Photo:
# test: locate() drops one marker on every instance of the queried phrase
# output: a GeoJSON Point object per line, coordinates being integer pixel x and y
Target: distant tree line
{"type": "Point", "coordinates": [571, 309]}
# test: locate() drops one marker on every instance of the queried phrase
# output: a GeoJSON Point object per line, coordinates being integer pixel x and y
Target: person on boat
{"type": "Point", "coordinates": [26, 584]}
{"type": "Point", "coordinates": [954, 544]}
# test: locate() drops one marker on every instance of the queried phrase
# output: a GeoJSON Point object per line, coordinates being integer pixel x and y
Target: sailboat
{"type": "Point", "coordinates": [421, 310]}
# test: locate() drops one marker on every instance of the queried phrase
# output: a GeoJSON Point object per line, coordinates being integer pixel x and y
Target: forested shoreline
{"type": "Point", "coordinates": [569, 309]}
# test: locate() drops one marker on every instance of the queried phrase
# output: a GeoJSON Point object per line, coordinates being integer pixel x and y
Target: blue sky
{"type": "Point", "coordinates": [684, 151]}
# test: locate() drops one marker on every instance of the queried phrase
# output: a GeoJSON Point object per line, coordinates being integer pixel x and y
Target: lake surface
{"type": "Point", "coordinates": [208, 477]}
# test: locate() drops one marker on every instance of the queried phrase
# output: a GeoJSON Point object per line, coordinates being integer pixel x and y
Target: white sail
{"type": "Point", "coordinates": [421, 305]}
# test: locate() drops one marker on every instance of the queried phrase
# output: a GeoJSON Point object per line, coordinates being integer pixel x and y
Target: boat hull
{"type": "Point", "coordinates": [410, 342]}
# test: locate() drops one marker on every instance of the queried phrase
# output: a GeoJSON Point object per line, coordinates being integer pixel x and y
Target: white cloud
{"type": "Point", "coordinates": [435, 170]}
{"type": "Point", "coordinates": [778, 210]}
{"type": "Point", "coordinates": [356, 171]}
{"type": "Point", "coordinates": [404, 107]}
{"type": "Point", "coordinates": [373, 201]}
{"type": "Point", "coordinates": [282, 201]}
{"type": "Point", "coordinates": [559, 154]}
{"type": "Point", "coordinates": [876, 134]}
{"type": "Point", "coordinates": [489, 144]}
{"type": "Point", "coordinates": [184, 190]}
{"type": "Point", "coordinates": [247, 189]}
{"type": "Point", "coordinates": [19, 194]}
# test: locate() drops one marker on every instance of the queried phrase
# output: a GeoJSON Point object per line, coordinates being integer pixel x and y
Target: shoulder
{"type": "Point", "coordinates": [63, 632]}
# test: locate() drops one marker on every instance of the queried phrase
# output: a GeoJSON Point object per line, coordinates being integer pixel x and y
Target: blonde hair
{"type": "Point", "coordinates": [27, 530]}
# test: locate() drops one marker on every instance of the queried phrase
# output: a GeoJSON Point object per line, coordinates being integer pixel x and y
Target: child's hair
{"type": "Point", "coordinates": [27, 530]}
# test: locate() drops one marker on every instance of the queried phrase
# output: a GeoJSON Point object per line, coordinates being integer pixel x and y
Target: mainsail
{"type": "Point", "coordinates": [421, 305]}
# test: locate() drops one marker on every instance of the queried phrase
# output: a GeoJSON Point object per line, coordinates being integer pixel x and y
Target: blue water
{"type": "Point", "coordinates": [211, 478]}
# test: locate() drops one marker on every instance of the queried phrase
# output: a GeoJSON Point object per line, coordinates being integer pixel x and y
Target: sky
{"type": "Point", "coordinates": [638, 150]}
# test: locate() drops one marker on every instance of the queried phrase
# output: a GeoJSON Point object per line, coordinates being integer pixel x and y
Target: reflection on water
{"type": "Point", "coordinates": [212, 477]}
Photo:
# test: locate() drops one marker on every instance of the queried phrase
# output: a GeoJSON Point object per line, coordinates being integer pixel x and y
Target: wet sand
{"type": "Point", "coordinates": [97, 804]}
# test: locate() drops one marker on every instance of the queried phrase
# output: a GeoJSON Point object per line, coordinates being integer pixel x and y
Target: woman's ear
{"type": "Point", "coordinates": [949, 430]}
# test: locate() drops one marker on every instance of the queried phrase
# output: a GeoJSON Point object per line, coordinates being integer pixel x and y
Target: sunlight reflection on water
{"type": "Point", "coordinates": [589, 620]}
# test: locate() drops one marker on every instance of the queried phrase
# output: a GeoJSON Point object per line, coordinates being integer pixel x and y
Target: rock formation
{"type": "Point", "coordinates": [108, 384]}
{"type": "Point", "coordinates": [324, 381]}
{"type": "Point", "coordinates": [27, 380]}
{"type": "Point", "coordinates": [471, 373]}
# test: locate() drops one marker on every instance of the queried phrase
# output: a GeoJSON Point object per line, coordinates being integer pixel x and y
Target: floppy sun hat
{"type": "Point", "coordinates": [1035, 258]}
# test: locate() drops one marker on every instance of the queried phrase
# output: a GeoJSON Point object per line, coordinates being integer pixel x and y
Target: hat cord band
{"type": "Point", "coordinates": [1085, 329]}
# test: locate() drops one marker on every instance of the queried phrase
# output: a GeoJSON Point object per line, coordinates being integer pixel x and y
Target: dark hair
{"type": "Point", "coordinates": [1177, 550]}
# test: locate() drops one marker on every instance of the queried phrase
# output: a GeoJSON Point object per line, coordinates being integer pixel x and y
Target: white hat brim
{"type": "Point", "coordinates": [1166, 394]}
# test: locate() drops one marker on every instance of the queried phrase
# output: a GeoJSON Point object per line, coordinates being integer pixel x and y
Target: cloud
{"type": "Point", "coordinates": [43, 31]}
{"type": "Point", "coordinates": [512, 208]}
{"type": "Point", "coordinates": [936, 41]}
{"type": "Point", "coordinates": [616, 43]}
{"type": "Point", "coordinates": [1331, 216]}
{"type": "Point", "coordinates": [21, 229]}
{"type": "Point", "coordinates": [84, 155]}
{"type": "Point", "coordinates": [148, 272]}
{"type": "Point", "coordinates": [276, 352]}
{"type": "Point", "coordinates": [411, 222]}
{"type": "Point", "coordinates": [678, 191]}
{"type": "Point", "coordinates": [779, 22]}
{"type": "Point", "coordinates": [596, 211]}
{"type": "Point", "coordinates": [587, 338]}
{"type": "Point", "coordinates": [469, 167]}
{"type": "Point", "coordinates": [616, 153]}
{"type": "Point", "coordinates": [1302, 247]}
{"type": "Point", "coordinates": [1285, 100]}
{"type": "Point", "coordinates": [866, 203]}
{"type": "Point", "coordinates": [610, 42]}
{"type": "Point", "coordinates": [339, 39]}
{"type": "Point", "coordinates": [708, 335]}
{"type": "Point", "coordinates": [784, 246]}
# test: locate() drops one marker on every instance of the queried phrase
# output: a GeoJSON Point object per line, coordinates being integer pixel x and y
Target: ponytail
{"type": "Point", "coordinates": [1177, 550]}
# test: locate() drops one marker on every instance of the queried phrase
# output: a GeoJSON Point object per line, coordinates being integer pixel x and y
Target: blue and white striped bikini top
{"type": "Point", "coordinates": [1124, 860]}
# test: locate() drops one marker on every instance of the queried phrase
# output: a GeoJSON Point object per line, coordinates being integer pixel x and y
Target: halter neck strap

=-=-=

EXERCISE PROMPT – Make an exact transcription of all the records.

THE COMPLETED TASK –
Photo:
# test: locate() drops one marker on every instance of the queried phrase
# output: a GeoJSON Point object per line, coordinates being integer pixel x and y
Target: distant tree line
{"type": "Point", "coordinates": [571, 309]}
# test: locate() drops one marker on every instance of the queried phrase
# output: a GeoJSON Point object per line, coordinates being integer pixel x and y
Target: person on boat
{"type": "Point", "coordinates": [26, 584]}
{"type": "Point", "coordinates": [954, 544]}
# test: locate() drops one marker on every instance of the queried phrase
# output: a GeoJSON Point object per line, coordinates being integer pixel x and y
Target: sailboat
{"type": "Point", "coordinates": [421, 310]}
# test: locate() drops one marker on every instance of the queried phrase
# output: a GeoJSON Point object per line, coordinates being integer pixel x and y
Target: forested shoreline
{"type": "Point", "coordinates": [569, 309]}
# test: locate() drops one marker on every instance of the queried phrase
# output: a GeoJSON Point object per line, coordinates being integer pixel x and y
Target: blue sky
{"type": "Point", "coordinates": [684, 151]}
# test: locate() drops one marker on every instance of the queried phrase
# output: a GeoJSON Point object per line, coordinates being integer pixel x and y
Target: lake surface
{"type": "Point", "coordinates": [208, 477]}
# test: locate() drops one marker on every instance of the queried phrase
# output: a GeoJSON Point object per line, coordinates being integer pixel x and y
Target: white sail
{"type": "Point", "coordinates": [421, 305]}
# test: locate() drops one marker on every instance of the queried phrase
# output: a GeoJSON Point object per line, coordinates being integer pixel x and y
Target: boat hull
{"type": "Point", "coordinates": [410, 342]}
# test: locate() drops one marker on every instance of the queried phrase
# output: a GeoJSON Point object per line, coordinates being integer pixel x and y
Target: white cloud
{"type": "Point", "coordinates": [435, 170]}
{"type": "Point", "coordinates": [778, 210]}
{"type": "Point", "coordinates": [356, 171]}
{"type": "Point", "coordinates": [404, 107]}
{"type": "Point", "coordinates": [373, 201]}
{"type": "Point", "coordinates": [282, 201]}
{"type": "Point", "coordinates": [559, 154]}
{"type": "Point", "coordinates": [876, 134]}
{"type": "Point", "coordinates": [489, 144]}
{"type": "Point", "coordinates": [184, 190]}
{"type": "Point", "coordinates": [247, 189]}
{"type": "Point", "coordinates": [19, 194]}
# test: locate() drops one marker on every instance of the queried phrase
# output: a GeoJSON Point object per line, coordinates being integer pixel x and y
Target: shoulder
{"type": "Point", "coordinates": [63, 632]}
# test: locate() drops one marker on every instance of the queried phrase
# output: a GeoJSON Point object per line, coordinates being integer pixel x and y
Target: blonde hair
{"type": "Point", "coordinates": [27, 530]}
# test: locate() drops one marker on every instance of the queried phrase
# output: a GeoJSON Point object per line, coordinates being integer pixel x and y
Target: child's hair
{"type": "Point", "coordinates": [27, 530]}
# test: locate() drops one marker on every instance of the queried phrase
# output: a GeoJSON Point object per line, coordinates being integer pixel x and y
Target: mainsail
{"type": "Point", "coordinates": [421, 305]}
# test: locate() drops one marker on every instance of the queried phrase
# output: a GeoJSON Point object per line, coordinates being integer pixel x and y
Target: blue water
{"type": "Point", "coordinates": [211, 478]}
# test: locate() drops one marker on every instance of the queried phrase
# output: a GeoJSON Point object per line, coordinates being integer pixel x and y
Target: sky
{"type": "Point", "coordinates": [638, 150]}
# test: locate() drops one marker on every instance of the queried phrase
# output: a GeoJSON Point object per line, coordinates being integer pixel x and y
Target: reflection on water
{"type": "Point", "coordinates": [212, 477]}
Photo:
# test: locate() drops one marker on every instance of the queried phrase
# output: a GeoJSON Point object per line, coordinates being integer pixel x and y
Target: wet sand
{"type": "Point", "coordinates": [97, 804]}
# test: locate() drops one marker on every instance of the queried phrase
# output: a GeoJSON Point object per line, coordinates being integer pixel x and y
Target: woman's ear
{"type": "Point", "coordinates": [949, 430]}
# test: locate() drops one marker on every instance of the queried phrase
# output: a GeoJSON Point object per line, coordinates being integer pixel x and y
Target: sunlight reflection on water
{"type": "Point", "coordinates": [589, 620]}
# test: locate() drops one marker on every instance of the queried phrase
# output: a GeoJSON Point object per line, coordinates being integer pixel x and y
Target: rock formation
{"type": "Point", "coordinates": [108, 384]}
{"type": "Point", "coordinates": [324, 381]}
{"type": "Point", "coordinates": [27, 380]}
{"type": "Point", "coordinates": [471, 373]}
# test: locate() drops one marker on every instance of the queried phrase
# output: a GeoJSON Point object per line, coordinates being integer pixel x and y
Target: floppy sun hat
{"type": "Point", "coordinates": [1035, 258]}
# test: locate() drops one marker on every instance of the queried phrase
# output: a GeoJSON Point object per line, coordinates being integer pixel x and y
Target: hat cord band
{"type": "Point", "coordinates": [1085, 329]}
# test: locate() drops one marker on every instance of the queried phrase
# output: a GeoJSON Point object per line, coordinates being integer pixel x and y
Target: dark hair
{"type": "Point", "coordinates": [1177, 550]}
# test: locate() drops one marker on every instance of the queried phrase
# output: a GeoJSON Point object per line, coordinates being integer pixel x and y
Target: white hat brim
{"type": "Point", "coordinates": [1166, 394]}
# test: locate() drops one marker on every instance of the queried phrase
# output: a GeoJSON Point object per line, coordinates being integer pixel x and y
Target: cloud
{"type": "Point", "coordinates": [43, 31]}
{"type": "Point", "coordinates": [512, 208]}
{"type": "Point", "coordinates": [936, 41]}
{"type": "Point", "coordinates": [616, 43]}
{"type": "Point", "coordinates": [1331, 216]}
{"type": "Point", "coordinates": [21, 229]}
{"type": "Point", "coordinates": [84, 155]}
{"type": "Point", "coordinates": [148, 272]}
{"type": "Point", "coordinates": [276, 352]}
{"type": "Point", "coordinates": [411, 222]}
{"type": "Point", "coordinates": [678, 191]}
{"type": "Point", "coordinates": [779, 22]}
{"type": "Point", "coordinates": [596, 211]}
{"type": "Point", "coordinates": [587, 338]}
{"type": "Point", "coordinates": [469, 167]}
{"type": "Point", "coordinates": [616, 153]}
{"type": "Point", "coordinates": [1302, 247]}
{"type": "Point", "coordinates": [1285, 100]}
{"type": "Point", "coordinates": [866, 203]}
{"type": "Point", "coordinates": [610, 42]}
{"type": "Point", "coordinates": [339, 39]}
{"type": "Point", "coordinates": [708, 335]}
{"type": "Point", "coordinates": [784, 246]}
# test: locate() drops one marker on every instance of the queried phrase
# output: a GeoJSON Point object per line, coordinates being integer pixel x and y
Target: ponytail
{"type": "Point", "coordinates": [1177, 550]}
# test: locate() drops one marker on every instance of the queried phrase
# output: a GeoJSON Point object per line, coordinates being integer pixel x and y
Target: blue and white striped bikini top
{"type": "Point", "coordinates": [1124, 860]}
# test: locate() drops one marker on every instance of the queried phrase
# output: a GeoJSON Point object per line, coordinates being integer pixel x and y
Target: halter neck strap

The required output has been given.